▸ **Provided passage**:
********************
The opinion of the court was delivered by: Rufe, J.
Plaintiffs Joshua Benjamin, a minor, and his parents, Thomas and Janet Benjamin, allege that Defendants violated Joshua's due process rights when they subjected him to an unreasonable search and seizure, an unlawful detention, and an unlawful strip search. Plaintiffs seek money damages pursuant to 42 U.S.C. § 1983 and a state-law claim of intentional infliction of emotional distress. Two of the Defendants, Pennsylvania State Police Officers James B. Fassnacht and Brian Bray, have moved to dismiss the claims asserted against them. *fn1 The motion will be granted.
********************
▸ **Dataset entries**:
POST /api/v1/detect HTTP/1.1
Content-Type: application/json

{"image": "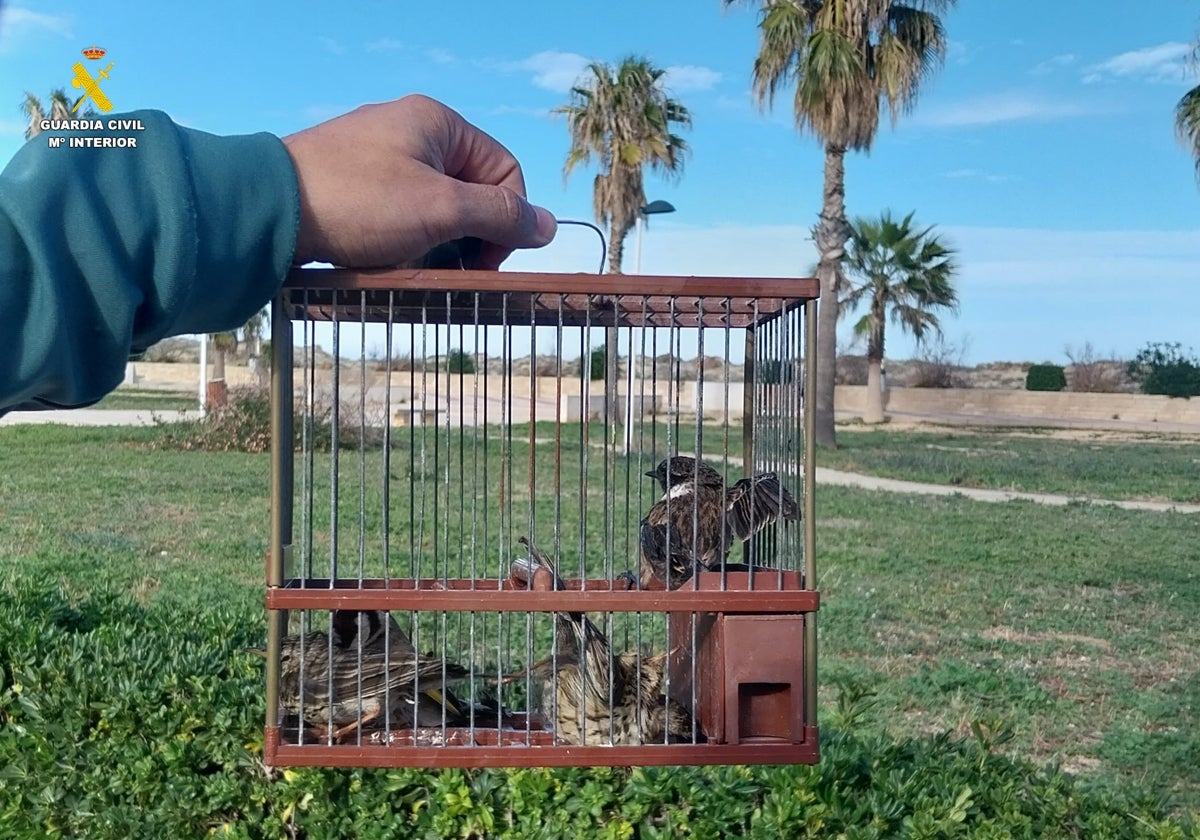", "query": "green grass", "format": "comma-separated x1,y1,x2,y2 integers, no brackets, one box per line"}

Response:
91,388,198,412
0,426,1200,824
817,427,1200,503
********************
▸ **Required task A**: Name every person who appears in the court opinion excerpt.
▸ **Required task B**: According to the court opinion excerpt, under what statute do the plaintiffs seek money damages?

▸ **Finished answer A**: Rufe, Joshua Benjamin, Thomas Benjamin, Janet Benjamin, James B. Fassnacht, Brian Bray

▸ **Finished answer B**: 42 U.S.C. § 1983